Set problem:
Write out exactly the lines running from the line that includes "trekking pole in the photo above." to the end of the data, both ends included, and nothing besides.

Excerpts of location labeling data
— BEGIN —

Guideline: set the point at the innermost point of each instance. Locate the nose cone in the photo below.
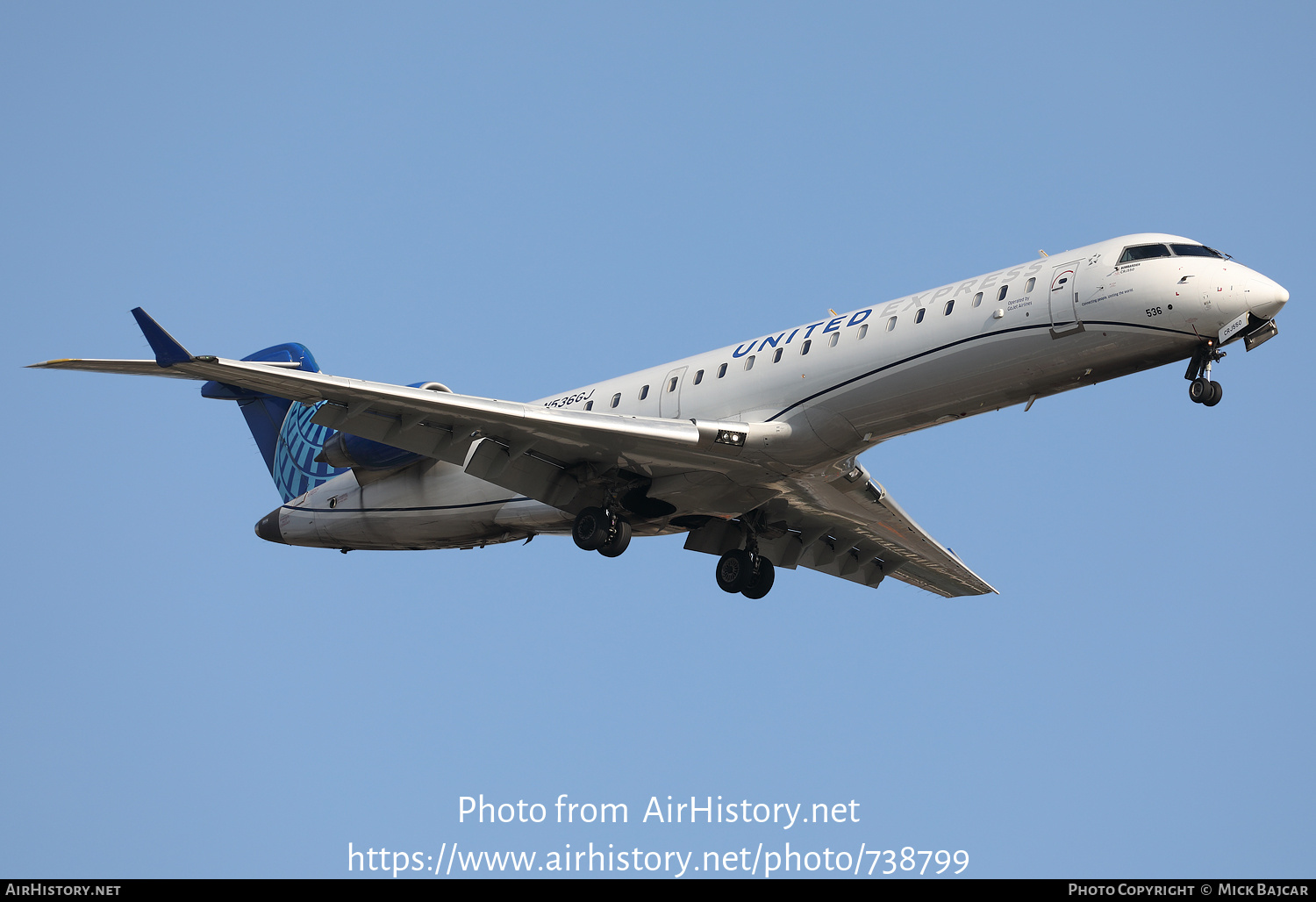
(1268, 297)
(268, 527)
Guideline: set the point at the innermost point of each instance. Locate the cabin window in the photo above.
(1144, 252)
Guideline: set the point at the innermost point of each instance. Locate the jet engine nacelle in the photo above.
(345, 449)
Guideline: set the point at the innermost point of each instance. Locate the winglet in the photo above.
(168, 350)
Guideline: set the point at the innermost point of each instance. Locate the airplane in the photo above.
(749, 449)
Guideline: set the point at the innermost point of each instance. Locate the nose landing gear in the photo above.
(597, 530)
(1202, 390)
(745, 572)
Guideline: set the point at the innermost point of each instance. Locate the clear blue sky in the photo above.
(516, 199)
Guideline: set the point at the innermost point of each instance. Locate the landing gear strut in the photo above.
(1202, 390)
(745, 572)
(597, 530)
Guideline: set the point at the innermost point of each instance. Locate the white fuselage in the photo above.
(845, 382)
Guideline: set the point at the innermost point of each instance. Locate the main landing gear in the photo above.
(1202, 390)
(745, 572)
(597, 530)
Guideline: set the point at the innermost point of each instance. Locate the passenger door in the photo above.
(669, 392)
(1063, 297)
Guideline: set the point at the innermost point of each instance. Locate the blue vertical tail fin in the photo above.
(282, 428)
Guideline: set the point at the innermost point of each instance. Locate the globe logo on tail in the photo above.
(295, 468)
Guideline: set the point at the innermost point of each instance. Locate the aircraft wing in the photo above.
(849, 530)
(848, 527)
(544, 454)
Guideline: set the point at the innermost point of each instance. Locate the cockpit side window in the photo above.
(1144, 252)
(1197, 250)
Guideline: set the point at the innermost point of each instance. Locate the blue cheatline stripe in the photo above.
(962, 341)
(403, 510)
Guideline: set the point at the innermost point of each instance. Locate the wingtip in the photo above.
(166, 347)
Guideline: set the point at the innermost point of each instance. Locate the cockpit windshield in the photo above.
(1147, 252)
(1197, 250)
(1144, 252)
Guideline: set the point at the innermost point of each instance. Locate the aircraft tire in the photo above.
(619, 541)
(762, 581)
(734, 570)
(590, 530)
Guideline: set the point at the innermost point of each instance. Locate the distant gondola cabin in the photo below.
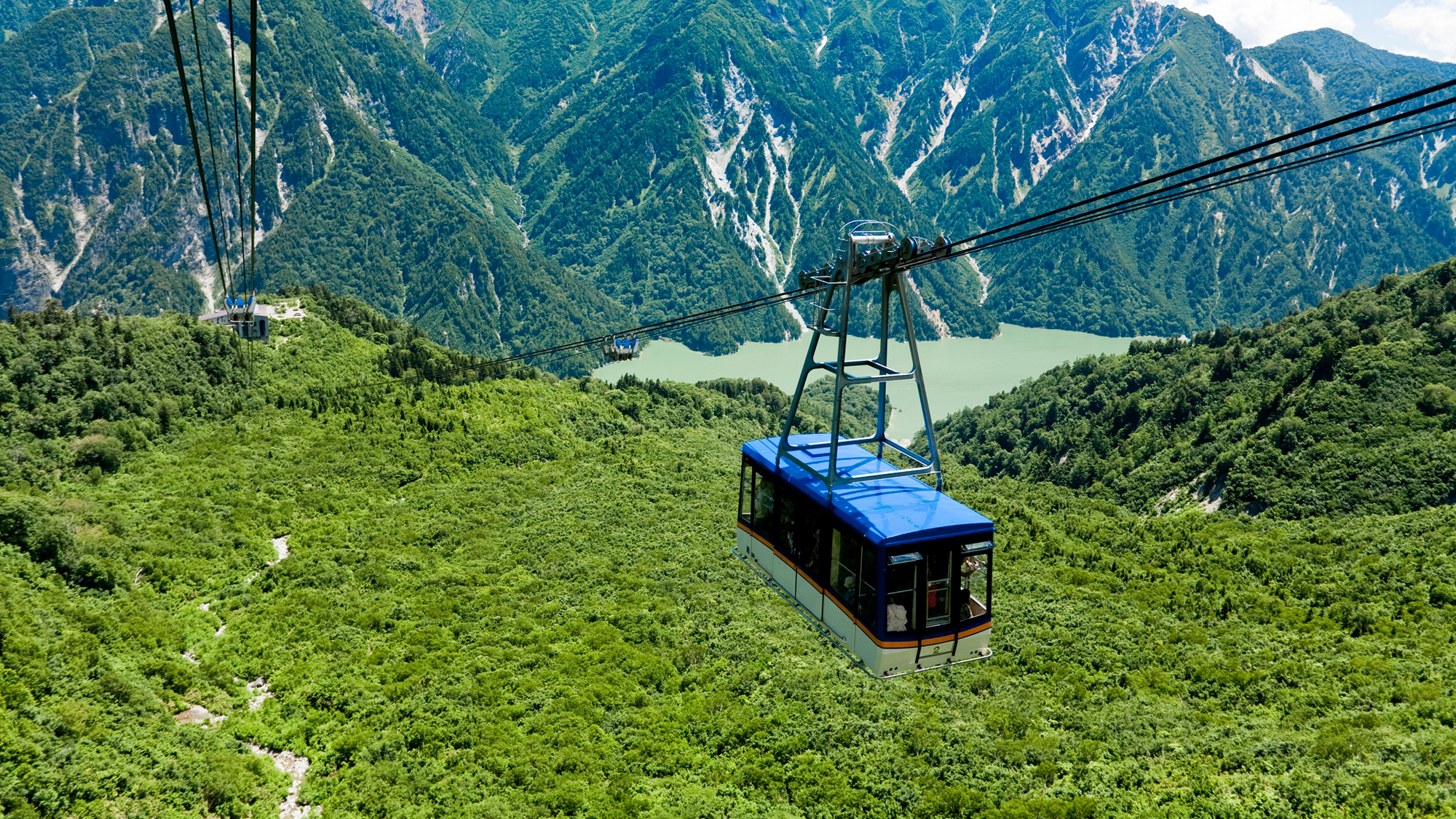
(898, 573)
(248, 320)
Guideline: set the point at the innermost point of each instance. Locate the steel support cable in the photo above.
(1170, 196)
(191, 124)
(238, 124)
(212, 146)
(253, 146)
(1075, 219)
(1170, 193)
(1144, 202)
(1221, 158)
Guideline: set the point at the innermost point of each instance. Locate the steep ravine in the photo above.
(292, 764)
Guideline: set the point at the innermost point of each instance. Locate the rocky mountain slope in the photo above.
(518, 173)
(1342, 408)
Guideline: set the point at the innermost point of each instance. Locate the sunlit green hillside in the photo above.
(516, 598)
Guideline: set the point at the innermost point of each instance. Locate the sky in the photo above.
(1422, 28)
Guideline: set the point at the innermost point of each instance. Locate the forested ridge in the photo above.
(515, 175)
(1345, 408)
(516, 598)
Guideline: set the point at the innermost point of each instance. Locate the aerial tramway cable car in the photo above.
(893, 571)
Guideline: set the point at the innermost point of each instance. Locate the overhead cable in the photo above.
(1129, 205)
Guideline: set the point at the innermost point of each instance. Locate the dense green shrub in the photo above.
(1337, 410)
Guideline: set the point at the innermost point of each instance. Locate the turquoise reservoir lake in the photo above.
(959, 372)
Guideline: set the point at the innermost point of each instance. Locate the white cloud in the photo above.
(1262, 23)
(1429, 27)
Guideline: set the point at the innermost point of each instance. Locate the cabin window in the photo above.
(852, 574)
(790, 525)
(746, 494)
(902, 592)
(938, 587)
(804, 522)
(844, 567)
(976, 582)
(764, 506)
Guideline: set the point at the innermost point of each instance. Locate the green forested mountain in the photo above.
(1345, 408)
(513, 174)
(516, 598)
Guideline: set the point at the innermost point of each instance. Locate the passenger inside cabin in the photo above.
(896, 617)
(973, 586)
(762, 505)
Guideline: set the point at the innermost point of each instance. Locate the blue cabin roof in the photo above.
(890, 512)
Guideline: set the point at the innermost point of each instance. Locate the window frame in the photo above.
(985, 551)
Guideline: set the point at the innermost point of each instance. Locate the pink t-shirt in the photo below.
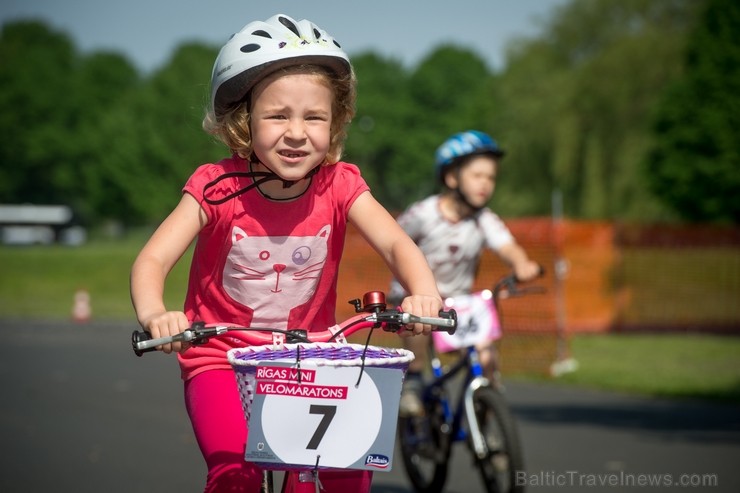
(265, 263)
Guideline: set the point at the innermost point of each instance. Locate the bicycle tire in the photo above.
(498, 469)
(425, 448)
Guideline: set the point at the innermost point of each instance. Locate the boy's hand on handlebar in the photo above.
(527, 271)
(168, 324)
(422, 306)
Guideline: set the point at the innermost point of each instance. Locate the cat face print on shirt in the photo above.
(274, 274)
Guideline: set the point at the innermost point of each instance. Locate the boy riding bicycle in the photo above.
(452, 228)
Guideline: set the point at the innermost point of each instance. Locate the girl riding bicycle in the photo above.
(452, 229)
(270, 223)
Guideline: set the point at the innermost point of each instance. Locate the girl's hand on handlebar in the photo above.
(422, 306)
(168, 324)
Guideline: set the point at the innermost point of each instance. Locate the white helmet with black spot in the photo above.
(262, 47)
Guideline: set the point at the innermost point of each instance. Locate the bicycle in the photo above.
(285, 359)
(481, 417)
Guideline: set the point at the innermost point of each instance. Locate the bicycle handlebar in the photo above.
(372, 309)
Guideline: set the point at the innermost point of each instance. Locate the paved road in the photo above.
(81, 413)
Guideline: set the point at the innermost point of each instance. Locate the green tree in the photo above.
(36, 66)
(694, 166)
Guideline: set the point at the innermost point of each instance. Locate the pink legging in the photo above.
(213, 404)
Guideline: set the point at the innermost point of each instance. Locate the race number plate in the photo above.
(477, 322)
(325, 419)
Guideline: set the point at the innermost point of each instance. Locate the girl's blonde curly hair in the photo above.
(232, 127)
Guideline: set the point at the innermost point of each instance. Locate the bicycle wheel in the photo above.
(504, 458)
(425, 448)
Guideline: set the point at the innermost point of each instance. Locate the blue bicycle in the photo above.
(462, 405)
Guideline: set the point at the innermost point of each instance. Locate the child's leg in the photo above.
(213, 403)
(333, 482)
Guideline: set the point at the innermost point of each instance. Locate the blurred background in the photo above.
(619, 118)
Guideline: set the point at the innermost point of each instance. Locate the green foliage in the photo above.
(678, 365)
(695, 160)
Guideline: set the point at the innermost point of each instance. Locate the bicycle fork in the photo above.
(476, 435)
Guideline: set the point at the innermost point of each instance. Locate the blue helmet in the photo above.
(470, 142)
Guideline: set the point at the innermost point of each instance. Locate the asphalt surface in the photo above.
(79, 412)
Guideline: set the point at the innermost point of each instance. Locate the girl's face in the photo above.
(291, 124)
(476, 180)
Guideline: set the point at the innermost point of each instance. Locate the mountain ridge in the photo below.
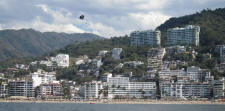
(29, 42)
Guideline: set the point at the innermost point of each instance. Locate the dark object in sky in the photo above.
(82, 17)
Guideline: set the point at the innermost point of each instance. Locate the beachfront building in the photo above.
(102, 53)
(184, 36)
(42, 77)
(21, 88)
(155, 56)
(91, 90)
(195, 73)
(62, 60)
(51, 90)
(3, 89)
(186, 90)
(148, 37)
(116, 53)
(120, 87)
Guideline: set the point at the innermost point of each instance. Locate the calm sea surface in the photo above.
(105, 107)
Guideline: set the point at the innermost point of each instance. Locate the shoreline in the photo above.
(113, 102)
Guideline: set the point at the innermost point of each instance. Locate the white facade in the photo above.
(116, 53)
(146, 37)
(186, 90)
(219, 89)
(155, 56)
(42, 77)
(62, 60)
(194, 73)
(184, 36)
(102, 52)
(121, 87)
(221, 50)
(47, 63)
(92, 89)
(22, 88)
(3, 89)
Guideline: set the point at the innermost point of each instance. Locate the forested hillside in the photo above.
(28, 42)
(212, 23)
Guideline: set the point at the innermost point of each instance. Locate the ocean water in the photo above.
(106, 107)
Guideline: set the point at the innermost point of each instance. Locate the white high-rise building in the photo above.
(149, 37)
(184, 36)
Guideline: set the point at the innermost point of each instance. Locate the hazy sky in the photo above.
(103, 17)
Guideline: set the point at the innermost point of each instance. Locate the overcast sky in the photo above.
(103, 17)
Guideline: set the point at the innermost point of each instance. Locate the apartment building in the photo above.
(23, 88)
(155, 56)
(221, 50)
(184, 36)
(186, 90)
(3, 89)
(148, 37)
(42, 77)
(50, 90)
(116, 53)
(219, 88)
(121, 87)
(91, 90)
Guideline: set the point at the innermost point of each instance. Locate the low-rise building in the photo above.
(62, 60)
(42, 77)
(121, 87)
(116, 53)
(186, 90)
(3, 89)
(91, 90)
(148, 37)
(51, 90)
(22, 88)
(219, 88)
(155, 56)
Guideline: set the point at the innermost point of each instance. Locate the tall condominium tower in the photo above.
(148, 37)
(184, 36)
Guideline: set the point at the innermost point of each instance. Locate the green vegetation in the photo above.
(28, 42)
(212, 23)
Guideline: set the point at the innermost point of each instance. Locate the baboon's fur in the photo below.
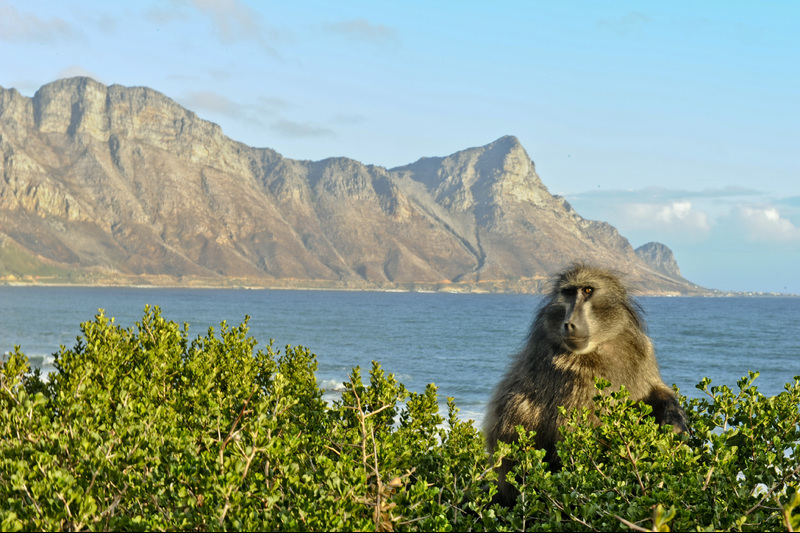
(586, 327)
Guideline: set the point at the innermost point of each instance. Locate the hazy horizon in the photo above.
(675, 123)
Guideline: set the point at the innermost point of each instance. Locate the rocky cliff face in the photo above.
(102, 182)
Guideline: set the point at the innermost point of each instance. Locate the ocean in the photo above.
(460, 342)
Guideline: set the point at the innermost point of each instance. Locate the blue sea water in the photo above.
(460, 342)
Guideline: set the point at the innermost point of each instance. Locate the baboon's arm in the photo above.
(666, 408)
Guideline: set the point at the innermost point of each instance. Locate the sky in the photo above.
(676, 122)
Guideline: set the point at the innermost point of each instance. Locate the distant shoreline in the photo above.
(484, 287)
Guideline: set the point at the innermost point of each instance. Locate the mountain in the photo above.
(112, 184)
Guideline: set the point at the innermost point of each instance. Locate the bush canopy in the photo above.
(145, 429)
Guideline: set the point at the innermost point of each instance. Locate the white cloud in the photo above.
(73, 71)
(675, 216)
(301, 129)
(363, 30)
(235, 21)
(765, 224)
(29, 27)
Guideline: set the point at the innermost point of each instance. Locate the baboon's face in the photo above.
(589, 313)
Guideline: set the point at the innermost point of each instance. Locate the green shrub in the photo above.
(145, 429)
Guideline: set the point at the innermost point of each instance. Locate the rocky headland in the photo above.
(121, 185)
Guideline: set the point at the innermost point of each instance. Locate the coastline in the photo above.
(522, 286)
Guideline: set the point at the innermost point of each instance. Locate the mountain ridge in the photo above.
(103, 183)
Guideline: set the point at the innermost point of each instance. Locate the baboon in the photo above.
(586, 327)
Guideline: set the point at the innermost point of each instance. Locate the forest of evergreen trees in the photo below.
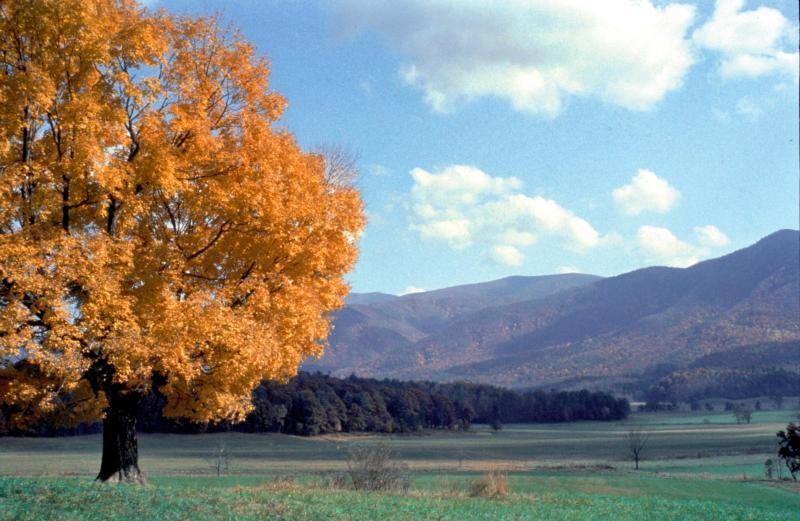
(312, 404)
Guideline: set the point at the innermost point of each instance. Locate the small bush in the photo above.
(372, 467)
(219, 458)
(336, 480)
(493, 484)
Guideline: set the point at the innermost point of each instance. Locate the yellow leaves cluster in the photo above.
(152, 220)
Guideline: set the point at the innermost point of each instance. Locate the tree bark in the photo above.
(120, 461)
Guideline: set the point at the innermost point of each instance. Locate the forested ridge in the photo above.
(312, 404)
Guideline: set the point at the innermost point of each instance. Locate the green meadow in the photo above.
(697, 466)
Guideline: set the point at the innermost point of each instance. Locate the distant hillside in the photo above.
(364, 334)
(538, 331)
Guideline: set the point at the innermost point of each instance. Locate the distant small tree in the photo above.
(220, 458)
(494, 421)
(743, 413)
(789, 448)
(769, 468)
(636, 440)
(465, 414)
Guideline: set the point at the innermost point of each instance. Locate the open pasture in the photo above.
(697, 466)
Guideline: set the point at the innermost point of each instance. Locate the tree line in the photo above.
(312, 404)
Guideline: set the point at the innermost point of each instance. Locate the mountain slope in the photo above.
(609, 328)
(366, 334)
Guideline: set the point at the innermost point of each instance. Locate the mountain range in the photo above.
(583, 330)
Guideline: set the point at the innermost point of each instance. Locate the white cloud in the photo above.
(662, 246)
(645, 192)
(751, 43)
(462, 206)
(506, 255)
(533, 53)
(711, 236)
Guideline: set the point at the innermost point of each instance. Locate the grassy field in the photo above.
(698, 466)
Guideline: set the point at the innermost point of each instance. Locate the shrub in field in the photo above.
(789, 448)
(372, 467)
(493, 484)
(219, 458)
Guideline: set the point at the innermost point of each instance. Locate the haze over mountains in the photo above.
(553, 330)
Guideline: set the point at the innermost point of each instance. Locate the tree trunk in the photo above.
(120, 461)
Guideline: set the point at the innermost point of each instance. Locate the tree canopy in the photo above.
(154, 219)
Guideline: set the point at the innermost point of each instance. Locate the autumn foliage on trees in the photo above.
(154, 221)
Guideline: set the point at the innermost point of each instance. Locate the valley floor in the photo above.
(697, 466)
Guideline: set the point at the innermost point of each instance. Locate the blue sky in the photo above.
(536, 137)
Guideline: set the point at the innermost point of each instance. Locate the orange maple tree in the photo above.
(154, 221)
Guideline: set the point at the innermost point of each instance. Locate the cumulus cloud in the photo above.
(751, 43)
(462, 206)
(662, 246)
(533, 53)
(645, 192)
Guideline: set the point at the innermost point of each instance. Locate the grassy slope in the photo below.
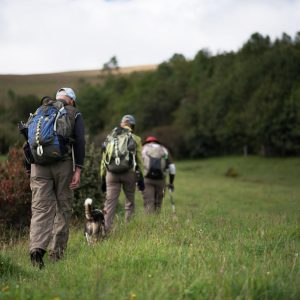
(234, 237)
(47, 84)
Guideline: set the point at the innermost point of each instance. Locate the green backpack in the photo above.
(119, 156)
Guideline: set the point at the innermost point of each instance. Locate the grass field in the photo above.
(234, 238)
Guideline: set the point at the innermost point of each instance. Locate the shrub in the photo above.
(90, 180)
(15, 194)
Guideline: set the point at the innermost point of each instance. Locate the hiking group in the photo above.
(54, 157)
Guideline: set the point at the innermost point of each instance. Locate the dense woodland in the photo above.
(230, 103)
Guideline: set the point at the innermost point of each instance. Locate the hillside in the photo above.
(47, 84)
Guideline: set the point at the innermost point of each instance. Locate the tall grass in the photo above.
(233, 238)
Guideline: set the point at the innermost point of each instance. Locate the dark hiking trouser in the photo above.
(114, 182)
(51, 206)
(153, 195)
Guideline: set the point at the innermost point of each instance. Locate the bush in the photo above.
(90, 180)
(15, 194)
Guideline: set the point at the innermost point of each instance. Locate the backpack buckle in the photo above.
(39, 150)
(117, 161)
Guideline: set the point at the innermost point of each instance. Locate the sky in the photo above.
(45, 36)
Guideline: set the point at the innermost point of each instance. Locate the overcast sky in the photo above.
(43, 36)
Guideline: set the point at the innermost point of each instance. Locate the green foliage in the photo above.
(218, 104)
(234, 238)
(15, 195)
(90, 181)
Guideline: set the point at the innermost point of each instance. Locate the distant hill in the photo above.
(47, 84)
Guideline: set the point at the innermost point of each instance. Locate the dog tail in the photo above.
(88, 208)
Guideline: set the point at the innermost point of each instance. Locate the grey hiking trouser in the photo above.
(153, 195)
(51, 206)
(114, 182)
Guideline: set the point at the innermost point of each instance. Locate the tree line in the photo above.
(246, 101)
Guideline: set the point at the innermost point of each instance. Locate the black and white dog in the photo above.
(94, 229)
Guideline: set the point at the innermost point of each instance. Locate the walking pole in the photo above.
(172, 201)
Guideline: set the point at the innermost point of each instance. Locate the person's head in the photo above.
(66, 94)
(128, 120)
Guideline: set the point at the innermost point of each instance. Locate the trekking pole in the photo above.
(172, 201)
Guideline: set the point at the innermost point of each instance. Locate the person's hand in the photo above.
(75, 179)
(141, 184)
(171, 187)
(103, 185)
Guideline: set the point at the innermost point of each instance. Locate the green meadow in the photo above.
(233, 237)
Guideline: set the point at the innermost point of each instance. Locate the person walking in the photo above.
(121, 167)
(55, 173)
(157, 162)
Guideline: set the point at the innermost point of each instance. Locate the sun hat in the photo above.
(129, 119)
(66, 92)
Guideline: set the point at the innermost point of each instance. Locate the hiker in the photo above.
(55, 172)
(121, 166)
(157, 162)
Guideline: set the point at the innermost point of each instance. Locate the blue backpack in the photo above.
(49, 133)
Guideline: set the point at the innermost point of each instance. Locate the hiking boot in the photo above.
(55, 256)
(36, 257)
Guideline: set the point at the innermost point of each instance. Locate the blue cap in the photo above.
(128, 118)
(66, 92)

— END —

Answer for the task:
Guideline: set the point at the innermost point of each instance. Locate the trekking pole in the photo above.
(172, 201)
Guideline: set the point at the innermost point of each instance. Locate the person's hand in the photo above.
(75, 179)
(141, 184)
(171, 187)
(103, 185)
Guideline: set the point at the innermost point of each instance. Locate the green meadow in the photo above.
(233, 237)
Guideline: set the point at the innermost point of each instance. Locate the person walking in the photo above.
(121, 167)
(55, 173)
(157, 162)
Guideline: set the point at the innermost point of each instance. Locate the sun hat in the photo above.
(129, 119)
(66, 92)
Guideline: set the point at the innermost point of each instance. Locate the hiker in the photo above.
(55, 172)
(121, 166)
(157, 162)
Guideline: set the point at the innermost point of each instance. Locate the blue backpack in the photo above.
(49, 133)
Guideline: set the point at the innermost point of each instance. Locate the hiking boot in the photo above.
(55, 256)
(36, 257)
Guideline: set the point at the innermost point of each instance. Locate the blue cap in the photo above.
(128, 118)
(66, 92)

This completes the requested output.